• **WHAT TO DO**: Rewrite the records below with every "innermost point" changed to "central point" and nothing else altered. Leave the pictures out.

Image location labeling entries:
○ ○ ○ ○ ○ ○ ○

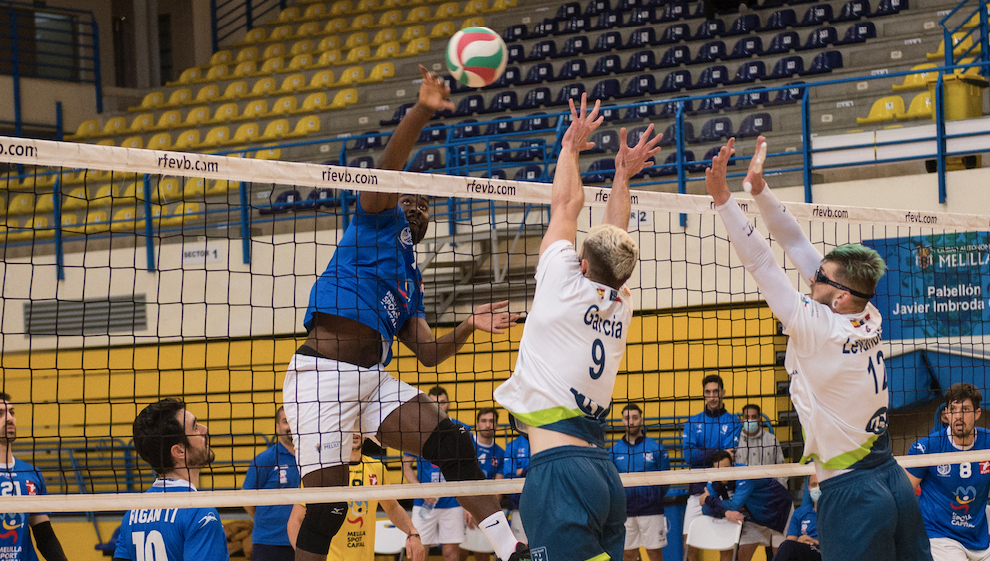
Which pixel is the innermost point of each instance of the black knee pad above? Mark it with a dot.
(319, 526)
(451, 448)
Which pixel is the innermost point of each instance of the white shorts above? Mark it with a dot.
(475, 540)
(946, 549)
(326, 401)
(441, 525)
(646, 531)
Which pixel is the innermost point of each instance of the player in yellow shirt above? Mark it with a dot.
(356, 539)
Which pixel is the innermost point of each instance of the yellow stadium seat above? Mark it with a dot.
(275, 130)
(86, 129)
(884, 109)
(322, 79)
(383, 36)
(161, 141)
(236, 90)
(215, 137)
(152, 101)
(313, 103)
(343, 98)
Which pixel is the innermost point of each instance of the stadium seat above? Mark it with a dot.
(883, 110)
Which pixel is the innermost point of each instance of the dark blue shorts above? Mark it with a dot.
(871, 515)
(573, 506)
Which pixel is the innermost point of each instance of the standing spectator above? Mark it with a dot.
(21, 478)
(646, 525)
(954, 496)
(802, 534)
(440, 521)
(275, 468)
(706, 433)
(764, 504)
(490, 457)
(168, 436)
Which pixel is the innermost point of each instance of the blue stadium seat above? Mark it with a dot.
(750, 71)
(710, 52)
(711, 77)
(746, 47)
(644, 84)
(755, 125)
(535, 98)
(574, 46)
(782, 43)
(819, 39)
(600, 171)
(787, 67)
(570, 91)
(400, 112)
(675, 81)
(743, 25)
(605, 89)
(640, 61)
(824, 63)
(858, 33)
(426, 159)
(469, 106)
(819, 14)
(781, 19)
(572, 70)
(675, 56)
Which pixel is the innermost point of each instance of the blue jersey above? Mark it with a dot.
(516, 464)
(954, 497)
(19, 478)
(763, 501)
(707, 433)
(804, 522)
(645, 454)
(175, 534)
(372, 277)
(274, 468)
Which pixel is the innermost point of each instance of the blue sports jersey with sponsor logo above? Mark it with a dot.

○ ○ ○ ○ ○ ○ ○

• **COMPLETE RESPONSE**:
Which pixel is the central point of each instance of the black knee pad above? Mark it with a dot.
(319, 526)
(451, 448)
Which pixel is the central point of each instance of the white shorts above? Mark it with a dot.
(475, 540)
(946, 549)
(326, 401)
(441, 525)
(646, 531)
Which pixel is the central point of each instance of the player in yellow shirt above? Mark it with a dot.
(356, 539)
Which pixel is the central point of each instance of the yellow stadium seat above? Mark it with a dot.
(275, 130)
(86, 129)
(884, 109)
(322, 79)
(383, 36)
(161, 141)
(236, 90)
(215, 137)
(152, 101)
(313, 103)
(343, 98)
Which pixel is the central point of each instance of the stadium seat above? Mark it with a dot.
(883, 110)
Which pixel is the central point of each instance of the dark blue shorts above? Mark it with a dot.
(871, 515)
(573, 506)
Which pixel is the central point of each instance of the standing spectator above? Mark it with a dot.
(21, 478)
(646, 525)
(954, 496)
(802, 534)
(440, 521)
(275, 468)
(706, 433)
(764, 504)
(490, 457)
(168, 436)
Which pixel is the central point of each instance of the blue stadium seat above? Mark it with a dot.
(750, 71)
(710, 52)
(711, 77)
(746, 47)
(644, 84)
(755, 125)
(535, 98)
(574, 46)
(782, 43)
(819, 39)
(600, 171)
(787, 67)
(570, 91)
(400, 112)
(675, 81)
(743, 25)
(605, 89)
(640, 61)
(824, 63)
(858, 33)
(426, 159)
(469, 106)
(819, 14)
(781, 19)
(572, 70)
(675, 56)
Which pixel is the central point of each instance of the blue jersey above? Mark it with a dot.
(516, 464)
(954, 497)
(19, 478)
(763, 501)
(707, 433)
(804, 522)
(645, 454)
(175, 534)
(372, 277)
(274, 468)
Which pixel is the central point of each instance of the blue sports jersey with sponsor logo above? Mark it with a dot.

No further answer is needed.